_ЗАДАНИЯ_
1. Какое свойство элегии названо основополагающим во фрагменте статьи об элегии?
2. Продолжите фрагмент статьи об элегии, начав сразу после его последнего предложения.

_ФРАГМЕНТ ТЕКСТА_
========
М.М. Г ельфонд (Нижний Новгород)
«ПЯРНУСКИЕ ЭЛЕГИИ» ДАВИДА САМОЙЛОВА: поэтика жанра и цикла
Распад жанровой системы и связанная с ним замена жанрового канона внутренней мерой - определяющие процессы в русской лирике последних двух веков1. Их доминирование отнюдь не означает полной утраты жанрового мышления в лирике ХХ в.: принимая иные формы, оно сохраняется, в частности, в авторском обозначении жанра и внутреннем следовании его традиции. Очевидно, что неизменно значимым жанром в русской поэзии является элегия2, причем отсутствие формальных ограничений позволяет отнести к этому жанру тематически близкие произведения различного объема, композиционной и сюжетной структуры. Этим определяется особая пластичность элегии, очевидная уже в пушкинскую эпоху. Каждый из поэтов «школы гармонической точности» разрабатывал, в сущности, свой вариант жанра, который в той или иной степени был унаследован лирикой ХХ в. Основополагающим свойством элегии оставалось «обостренное внимание к временным аспектам бытия»3, «переживание невозвратности, необратимости движения времени для отдельного человека»4. Традиционная тема элегии - размышление о судьбе человека, не совпадающей с потоком времени, драматическое соотношение внутреннего мира личности и внешнего мира.
========
_ИСХОДНЫЕ ДАННЫЕ_
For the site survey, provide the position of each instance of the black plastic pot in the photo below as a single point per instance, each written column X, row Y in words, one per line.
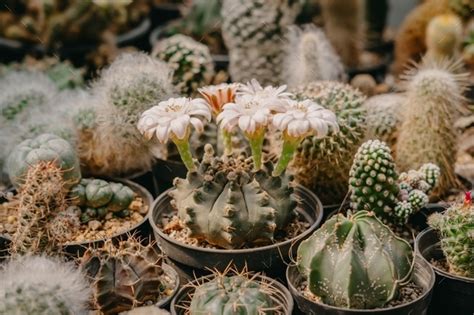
========
_ОТВЕТЫ ПО ПОРЯДКУ_
1. Обостренное внимание к временным аспектам бытия, то есть переживание невозвратности и необратимости движения времени для отдельного человека.

2.
Наряду с «единичной» элегией в европейской и русской поэзии широко разрабатывается и элегический цикл, поэтика которого восходит к «Понтийским элегиям» Овидия. В русской поэзии формирование авторского элегического цикла происходит уже в пушкинскую эпоху («Фракийские элегии» В. Теплякова) и закрепляется в лирике второй половины Х1Х-ХХ вв. («Последние элегии» Н. Некрасова, двучастная «Осенняя эле-
гия» А. Блока, «Северные элегии» А. Ахматовой). Структура элегического цикла может строиться различным образом, но чаще всего она представляет собой разработку вариаций единой центральной темы (таковы названные циклы Некрасова и Ахматовой).
Д.С. Самойлов, по его собственному часто цитируемому признанию, считал себя поэтом «поздней пушкинской плеяды»5. Одной из форм сохранения традиции было для него внимание к жанровой системе пушкинской эпохи: шутливой поэме, дружескому посланию, элегии. При этом авторское обозначение жанра элегии встречается у Самойлова только дважды - в раннем стихотворении «Элегия» («Дни становятся все серова-тей...») и цикле «Пярнуские элегии». Он состоит из шестнадцати стихотворений, написанных в 1976-77 гг.; часть из них была опубликована в книге «Весть» (1978), полностью цикл вошел в сборники «Залив» и «Улица Тооминга» (оба - 1981).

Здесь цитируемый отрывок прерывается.